(Data listing)
·····

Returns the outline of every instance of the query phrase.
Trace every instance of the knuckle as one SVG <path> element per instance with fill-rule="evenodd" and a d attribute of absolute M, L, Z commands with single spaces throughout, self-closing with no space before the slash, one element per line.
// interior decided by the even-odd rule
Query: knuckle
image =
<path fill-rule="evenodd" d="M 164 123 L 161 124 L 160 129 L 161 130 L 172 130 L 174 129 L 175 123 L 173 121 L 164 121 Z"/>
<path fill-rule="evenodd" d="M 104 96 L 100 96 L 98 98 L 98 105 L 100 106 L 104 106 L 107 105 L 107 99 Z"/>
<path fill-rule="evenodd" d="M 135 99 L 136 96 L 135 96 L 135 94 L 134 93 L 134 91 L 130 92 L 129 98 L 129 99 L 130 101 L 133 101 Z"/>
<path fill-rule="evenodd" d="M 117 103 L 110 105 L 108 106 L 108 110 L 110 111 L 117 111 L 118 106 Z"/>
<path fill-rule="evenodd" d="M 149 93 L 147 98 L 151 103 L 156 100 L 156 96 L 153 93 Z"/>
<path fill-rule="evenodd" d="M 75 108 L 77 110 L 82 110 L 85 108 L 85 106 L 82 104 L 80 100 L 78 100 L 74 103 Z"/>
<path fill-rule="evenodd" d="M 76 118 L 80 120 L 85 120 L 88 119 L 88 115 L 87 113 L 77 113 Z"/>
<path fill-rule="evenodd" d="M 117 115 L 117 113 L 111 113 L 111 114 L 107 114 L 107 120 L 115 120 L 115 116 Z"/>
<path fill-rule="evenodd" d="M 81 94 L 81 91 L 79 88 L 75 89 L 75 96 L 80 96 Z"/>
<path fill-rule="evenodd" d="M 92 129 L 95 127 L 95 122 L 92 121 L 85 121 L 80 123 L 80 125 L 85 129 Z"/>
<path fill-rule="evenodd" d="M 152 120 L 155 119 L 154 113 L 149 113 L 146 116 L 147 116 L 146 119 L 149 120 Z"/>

·····

What is needed: Please write out the listing above again, switching each "knuckle" to "joint" and keeping everything else the same.

Result below:
Returns the outline of every instance of the query phrase.
Trace every instance of the joint as one SVG <path> element per instance with fill-rule="evenodd" and a d attribute of absolute M, L, Z commands with single spaces throughout, self-closing with no space before the slash, one element per line.
// interior decided by the even-odd rule
Query: joint
image =
<path fill-rule="evenodd" d="M 164 123 L 161 124 L 160 129 L 161 130 L 172 130 L 174 129 L 175 123 L 173 121 L 164 121 Z"/>
<path fill-rule="evenodd" d="M 104 96 L 100 96 L 98 98 L 98 105 L 100 106 L 104 106 L 107 105 L 107 99 Z"/>
<path fill-rule="evenodd" d="M 135 99 L 136 96 L 135 96 L 135 94 L 134 93 L 134 91 L 130 92 L 129 98 L 129 99 L 130 101 L 133 101 Z"/>
<path fill-rule="evenodd" d="M 117 103 L 110 105 L 108 106 L 108 110 L 110 111 L 117 111 L 118 106 Z"/>
<path fill-rule="evenodd" d="M 149 93 L 147 98 L 151 103 L 156 100 L 156 96 L 153 93 Z"/>
<path fill-rule="evenodd" d="M 75 108 L 77 110 L 82 110 L 85 108 L 85 106 L 82 104 L 80 100 L 78 100 L 74 103 Z"/>
<path fill-rule="evenodd" d="M 76 118 L 80 120 L 85 120 L 88 119 L 88 115 L 87 113 L 77 113 Z"/>
<path fill-rule="evenodd" d="M 117 115 L 117 113 L 111 113 L 111 114 L 107 114 L 107 120 L 115 120 L 115 116 Z"/>
<path fill-rule="evenodd" d="M 81 94 L 81 91 L 79 88 L 75 89 L 75 96 L 80 96 Z"/>
<path fill-rule="evenodd" d="M 92 129 L 95 127 L 95 122 L 92 121 L 85 121 L 80 123 L 80 125 L 85 129 Z"/>
<path fill-rule="evenodd" d="M 152 120 L 155 119 L 154 113 L 149 113 L 146 116 L 147 116 L 146 119 L 149 120 Z"/>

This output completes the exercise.